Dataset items
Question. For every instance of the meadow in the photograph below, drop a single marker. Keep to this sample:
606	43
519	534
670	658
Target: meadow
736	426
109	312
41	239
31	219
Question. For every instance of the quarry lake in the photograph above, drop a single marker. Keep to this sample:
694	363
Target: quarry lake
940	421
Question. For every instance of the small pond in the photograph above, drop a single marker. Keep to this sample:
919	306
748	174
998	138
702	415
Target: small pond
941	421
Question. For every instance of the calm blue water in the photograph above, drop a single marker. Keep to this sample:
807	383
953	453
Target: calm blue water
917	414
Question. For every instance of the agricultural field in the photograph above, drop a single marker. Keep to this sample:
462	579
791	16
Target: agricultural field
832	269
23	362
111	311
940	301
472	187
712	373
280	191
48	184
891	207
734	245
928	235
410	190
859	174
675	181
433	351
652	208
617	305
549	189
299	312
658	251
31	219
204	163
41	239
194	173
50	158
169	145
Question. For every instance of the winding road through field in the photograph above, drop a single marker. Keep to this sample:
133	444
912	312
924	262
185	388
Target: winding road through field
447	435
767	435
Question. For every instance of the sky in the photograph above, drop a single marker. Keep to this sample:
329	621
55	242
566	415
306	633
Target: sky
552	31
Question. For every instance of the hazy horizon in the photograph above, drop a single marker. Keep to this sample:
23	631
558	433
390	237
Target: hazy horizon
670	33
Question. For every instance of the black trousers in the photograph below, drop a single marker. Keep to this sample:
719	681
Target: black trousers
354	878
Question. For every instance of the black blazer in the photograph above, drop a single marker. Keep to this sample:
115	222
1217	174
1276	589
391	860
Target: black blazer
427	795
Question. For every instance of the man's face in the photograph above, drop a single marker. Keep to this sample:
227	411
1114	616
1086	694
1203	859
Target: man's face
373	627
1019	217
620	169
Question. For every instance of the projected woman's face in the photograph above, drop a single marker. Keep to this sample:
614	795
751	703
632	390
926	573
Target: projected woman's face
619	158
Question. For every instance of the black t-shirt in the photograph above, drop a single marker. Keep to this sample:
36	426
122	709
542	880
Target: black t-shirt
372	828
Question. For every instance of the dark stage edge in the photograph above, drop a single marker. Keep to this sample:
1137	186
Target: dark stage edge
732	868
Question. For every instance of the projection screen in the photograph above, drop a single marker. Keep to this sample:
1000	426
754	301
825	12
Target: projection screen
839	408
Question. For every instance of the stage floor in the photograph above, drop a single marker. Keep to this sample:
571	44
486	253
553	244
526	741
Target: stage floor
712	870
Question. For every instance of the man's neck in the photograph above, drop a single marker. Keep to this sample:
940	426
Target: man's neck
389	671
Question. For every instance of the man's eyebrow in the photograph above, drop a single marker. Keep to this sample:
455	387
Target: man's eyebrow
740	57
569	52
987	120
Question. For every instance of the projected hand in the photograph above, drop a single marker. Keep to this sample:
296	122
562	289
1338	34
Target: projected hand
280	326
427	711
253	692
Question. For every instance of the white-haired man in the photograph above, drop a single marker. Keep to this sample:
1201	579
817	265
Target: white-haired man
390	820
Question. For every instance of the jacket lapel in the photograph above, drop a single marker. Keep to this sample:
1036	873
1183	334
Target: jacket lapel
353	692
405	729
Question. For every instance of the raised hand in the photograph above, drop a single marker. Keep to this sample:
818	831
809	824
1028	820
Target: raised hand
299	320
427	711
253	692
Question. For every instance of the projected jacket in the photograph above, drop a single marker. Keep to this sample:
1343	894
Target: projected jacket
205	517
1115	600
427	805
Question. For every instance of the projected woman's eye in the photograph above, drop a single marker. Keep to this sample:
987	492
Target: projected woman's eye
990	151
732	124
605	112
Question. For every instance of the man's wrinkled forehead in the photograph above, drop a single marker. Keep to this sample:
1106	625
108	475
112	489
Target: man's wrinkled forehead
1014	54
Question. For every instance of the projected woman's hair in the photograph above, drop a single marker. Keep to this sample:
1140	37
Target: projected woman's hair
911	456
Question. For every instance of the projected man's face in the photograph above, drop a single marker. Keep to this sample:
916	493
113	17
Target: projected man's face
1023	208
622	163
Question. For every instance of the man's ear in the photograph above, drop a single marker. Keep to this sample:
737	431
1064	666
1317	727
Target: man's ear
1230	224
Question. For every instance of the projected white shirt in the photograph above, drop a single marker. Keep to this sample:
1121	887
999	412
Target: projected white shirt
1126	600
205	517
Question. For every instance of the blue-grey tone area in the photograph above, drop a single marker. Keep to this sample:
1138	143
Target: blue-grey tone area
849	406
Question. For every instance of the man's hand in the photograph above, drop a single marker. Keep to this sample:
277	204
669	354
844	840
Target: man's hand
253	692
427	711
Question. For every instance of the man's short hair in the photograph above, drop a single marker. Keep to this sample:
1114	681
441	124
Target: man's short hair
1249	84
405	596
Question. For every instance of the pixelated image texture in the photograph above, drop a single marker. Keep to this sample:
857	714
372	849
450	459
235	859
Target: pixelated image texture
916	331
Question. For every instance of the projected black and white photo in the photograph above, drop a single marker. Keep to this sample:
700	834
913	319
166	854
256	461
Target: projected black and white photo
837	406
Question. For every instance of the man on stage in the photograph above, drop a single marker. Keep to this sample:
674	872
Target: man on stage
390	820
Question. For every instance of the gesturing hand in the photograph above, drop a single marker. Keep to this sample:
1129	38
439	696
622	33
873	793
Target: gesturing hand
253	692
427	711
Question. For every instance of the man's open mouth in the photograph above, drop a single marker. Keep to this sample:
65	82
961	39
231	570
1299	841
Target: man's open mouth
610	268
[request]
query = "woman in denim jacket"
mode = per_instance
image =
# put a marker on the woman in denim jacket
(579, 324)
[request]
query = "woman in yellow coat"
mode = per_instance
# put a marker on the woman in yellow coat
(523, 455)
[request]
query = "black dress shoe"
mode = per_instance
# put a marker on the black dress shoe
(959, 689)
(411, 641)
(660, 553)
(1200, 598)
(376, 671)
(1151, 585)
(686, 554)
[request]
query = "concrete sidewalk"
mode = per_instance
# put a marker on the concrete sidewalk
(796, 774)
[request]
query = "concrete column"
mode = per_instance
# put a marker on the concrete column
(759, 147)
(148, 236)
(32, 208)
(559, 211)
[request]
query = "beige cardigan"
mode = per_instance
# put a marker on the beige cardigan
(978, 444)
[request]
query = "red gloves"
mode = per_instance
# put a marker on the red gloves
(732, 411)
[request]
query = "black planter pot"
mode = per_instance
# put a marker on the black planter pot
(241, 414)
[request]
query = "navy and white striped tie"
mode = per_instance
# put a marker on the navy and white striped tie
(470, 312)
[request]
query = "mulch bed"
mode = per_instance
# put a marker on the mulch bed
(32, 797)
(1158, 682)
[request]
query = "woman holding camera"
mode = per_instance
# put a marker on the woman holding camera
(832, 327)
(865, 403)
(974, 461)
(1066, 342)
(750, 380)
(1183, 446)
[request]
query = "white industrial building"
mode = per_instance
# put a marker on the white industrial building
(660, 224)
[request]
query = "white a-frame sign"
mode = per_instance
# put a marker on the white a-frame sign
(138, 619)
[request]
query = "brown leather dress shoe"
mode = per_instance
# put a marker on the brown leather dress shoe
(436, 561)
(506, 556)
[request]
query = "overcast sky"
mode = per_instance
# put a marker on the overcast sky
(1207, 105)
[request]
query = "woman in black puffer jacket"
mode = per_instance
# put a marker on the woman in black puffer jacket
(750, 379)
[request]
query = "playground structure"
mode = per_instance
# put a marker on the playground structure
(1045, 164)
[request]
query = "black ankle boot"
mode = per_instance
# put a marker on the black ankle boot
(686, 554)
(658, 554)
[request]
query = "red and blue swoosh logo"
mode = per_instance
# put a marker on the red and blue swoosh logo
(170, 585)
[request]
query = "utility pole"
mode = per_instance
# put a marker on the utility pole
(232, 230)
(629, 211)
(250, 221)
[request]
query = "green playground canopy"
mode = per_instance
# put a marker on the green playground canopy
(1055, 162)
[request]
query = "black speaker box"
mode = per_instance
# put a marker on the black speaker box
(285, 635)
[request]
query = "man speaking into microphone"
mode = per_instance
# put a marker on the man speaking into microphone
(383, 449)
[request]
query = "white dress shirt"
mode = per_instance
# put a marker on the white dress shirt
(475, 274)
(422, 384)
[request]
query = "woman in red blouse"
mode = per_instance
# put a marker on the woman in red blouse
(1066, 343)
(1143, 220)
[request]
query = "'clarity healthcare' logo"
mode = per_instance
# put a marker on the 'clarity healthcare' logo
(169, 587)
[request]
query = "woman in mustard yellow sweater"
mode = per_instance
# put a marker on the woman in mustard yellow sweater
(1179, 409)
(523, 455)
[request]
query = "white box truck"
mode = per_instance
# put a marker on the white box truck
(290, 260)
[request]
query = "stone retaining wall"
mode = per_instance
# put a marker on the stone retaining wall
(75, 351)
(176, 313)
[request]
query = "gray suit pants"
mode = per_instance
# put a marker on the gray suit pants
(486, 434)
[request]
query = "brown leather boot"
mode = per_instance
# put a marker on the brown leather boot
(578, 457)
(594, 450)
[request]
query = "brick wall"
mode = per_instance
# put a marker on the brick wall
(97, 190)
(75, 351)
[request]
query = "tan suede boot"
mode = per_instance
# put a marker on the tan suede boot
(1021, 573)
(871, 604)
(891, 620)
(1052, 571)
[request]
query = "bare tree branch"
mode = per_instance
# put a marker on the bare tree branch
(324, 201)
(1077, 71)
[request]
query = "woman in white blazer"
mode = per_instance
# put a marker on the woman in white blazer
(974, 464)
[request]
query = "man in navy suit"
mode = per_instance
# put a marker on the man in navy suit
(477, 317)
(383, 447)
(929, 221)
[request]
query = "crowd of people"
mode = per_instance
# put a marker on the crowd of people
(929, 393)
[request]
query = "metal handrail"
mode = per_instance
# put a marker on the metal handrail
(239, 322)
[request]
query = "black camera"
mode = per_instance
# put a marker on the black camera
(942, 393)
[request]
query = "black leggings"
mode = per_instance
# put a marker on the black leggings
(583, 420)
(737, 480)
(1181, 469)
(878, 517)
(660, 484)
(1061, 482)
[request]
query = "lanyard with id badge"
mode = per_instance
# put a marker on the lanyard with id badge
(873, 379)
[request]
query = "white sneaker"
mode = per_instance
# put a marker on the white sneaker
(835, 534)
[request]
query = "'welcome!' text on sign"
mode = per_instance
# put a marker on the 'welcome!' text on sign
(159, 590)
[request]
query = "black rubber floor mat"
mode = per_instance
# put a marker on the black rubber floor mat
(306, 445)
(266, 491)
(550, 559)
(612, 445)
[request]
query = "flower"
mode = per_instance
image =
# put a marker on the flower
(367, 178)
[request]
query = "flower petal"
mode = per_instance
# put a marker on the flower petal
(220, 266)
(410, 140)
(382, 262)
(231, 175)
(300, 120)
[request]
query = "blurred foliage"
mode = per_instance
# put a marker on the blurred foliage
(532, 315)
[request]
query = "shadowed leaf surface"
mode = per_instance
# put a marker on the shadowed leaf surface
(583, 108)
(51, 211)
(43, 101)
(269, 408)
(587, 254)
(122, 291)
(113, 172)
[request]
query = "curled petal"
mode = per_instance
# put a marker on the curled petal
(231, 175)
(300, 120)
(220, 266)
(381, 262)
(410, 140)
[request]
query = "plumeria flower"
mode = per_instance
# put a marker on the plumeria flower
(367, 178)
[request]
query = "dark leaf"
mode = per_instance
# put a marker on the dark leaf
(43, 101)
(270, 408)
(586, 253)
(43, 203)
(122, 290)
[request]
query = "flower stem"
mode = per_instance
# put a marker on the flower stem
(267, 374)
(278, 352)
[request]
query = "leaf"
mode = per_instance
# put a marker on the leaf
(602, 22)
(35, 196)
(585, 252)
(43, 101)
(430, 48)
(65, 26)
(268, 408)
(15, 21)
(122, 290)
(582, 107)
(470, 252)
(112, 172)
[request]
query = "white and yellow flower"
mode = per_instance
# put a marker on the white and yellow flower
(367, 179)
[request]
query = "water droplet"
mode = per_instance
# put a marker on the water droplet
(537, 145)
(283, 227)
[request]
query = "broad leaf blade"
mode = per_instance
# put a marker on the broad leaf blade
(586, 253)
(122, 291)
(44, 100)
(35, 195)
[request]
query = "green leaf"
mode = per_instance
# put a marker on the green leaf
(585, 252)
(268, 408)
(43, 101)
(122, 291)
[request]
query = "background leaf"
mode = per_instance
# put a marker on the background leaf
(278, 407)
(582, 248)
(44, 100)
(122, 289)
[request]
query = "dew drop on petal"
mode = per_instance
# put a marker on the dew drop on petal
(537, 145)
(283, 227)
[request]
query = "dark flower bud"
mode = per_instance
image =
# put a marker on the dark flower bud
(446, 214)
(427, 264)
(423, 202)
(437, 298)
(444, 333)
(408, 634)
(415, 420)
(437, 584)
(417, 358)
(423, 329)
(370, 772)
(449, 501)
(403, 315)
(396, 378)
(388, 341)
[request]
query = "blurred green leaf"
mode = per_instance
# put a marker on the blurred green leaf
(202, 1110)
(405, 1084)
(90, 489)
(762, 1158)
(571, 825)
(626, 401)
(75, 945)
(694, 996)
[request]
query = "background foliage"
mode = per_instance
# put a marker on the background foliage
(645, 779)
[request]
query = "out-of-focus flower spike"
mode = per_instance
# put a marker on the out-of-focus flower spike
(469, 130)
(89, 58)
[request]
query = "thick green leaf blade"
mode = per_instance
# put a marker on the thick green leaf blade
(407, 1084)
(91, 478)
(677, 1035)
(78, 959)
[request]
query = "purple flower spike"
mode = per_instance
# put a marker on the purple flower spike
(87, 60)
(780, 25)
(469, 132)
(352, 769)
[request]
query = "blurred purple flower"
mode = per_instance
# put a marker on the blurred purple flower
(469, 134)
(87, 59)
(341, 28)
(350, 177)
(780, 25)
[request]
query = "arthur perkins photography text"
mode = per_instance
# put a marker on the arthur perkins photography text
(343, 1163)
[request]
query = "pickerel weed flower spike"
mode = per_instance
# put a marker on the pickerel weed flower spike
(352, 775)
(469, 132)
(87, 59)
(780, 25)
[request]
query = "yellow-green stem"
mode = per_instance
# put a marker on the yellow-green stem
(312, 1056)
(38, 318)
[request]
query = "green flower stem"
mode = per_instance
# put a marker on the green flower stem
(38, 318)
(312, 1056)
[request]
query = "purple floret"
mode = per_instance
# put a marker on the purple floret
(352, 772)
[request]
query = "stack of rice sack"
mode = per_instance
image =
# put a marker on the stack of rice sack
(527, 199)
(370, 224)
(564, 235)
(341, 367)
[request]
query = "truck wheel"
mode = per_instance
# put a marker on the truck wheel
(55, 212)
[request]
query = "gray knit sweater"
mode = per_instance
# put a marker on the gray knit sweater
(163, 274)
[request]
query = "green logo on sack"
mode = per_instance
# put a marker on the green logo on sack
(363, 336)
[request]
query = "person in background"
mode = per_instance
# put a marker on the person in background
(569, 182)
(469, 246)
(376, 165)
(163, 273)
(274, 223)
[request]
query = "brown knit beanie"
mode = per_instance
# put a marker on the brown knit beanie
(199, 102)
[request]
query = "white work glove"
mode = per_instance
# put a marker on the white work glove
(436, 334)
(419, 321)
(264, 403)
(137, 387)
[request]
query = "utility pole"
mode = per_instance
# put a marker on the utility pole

* Short problem *
How many lines in the data above contain the word "gesturing"? Reply with only the number.

* Solved exercise *
2